(REQUIRED TASK): Starting at the line with "the man's hand in the photo above." and ending after the line with "pixel 501 99" in the data below, swap "Target" for "Object". Return only those lines, otherwise unchanged.

(DATA LINES):
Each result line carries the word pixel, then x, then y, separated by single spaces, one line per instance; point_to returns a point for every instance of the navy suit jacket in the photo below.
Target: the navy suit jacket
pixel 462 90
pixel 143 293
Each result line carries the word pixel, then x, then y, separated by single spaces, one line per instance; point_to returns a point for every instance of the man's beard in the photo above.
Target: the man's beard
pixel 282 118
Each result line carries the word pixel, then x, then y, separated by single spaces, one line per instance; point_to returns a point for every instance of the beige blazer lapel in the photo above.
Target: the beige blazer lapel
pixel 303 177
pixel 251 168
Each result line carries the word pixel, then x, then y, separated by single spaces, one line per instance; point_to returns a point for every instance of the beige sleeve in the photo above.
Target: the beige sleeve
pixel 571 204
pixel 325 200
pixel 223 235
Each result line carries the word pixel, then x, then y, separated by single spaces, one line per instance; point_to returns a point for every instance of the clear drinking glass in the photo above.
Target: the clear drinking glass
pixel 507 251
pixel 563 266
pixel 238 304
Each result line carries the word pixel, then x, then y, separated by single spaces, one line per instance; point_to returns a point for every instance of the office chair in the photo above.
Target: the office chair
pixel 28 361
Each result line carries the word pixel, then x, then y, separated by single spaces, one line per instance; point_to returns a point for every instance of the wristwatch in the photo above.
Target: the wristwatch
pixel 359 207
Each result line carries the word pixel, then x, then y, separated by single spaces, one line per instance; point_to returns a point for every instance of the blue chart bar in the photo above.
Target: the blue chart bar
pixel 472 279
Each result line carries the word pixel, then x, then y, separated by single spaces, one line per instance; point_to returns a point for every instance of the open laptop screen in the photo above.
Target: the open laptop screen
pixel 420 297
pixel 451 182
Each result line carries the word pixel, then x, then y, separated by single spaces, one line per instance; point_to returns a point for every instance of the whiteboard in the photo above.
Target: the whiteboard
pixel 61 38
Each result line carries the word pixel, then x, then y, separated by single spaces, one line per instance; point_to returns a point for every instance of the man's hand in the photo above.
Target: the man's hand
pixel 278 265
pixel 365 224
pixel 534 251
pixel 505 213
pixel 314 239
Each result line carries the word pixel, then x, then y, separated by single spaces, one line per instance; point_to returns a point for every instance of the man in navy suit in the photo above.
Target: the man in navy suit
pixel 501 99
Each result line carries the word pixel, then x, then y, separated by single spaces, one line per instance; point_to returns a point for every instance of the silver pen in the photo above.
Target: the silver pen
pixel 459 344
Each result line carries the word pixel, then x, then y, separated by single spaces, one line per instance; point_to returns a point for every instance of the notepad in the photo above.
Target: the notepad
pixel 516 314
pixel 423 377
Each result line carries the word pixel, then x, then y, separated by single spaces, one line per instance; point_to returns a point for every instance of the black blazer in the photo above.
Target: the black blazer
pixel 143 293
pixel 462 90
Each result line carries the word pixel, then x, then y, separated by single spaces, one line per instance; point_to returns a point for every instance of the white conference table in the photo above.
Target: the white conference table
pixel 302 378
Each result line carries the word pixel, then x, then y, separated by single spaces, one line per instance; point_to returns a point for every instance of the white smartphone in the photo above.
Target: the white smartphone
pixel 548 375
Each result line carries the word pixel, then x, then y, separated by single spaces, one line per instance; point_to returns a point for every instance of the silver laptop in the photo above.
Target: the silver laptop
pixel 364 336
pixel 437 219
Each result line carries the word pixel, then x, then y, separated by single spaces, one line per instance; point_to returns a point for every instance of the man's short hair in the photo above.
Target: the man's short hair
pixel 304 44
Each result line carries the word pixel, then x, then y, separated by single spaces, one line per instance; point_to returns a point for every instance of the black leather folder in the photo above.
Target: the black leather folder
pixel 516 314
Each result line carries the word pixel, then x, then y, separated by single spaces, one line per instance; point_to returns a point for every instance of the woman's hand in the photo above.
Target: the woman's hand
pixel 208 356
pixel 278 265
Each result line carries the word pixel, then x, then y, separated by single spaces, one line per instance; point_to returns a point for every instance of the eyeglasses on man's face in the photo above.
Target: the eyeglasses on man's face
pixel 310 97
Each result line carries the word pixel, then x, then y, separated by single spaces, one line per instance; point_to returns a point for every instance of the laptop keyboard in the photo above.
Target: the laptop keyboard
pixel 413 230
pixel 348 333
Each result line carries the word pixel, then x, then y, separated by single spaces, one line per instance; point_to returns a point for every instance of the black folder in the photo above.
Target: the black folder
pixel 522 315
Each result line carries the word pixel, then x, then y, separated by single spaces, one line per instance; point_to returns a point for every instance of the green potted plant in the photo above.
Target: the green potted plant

(WRITTEN ANSWER):
Each result line carries the word pixel, then x, then y, separated by single spaces, one line per instance; point_to returns a point for every instance of the man's hand in the photo above.
Object: the man's hand
pixel 278 265
pixel 365 224
pixel 534 251
pixel 505 213
pixel 314 239
Each result line carries the word pixel, then x, then y, separated by single spaces, one line per instance; point_to returns a point for every instance of the man in navy suit in the photo above.
Object: the man in navy suit
pixel 501 99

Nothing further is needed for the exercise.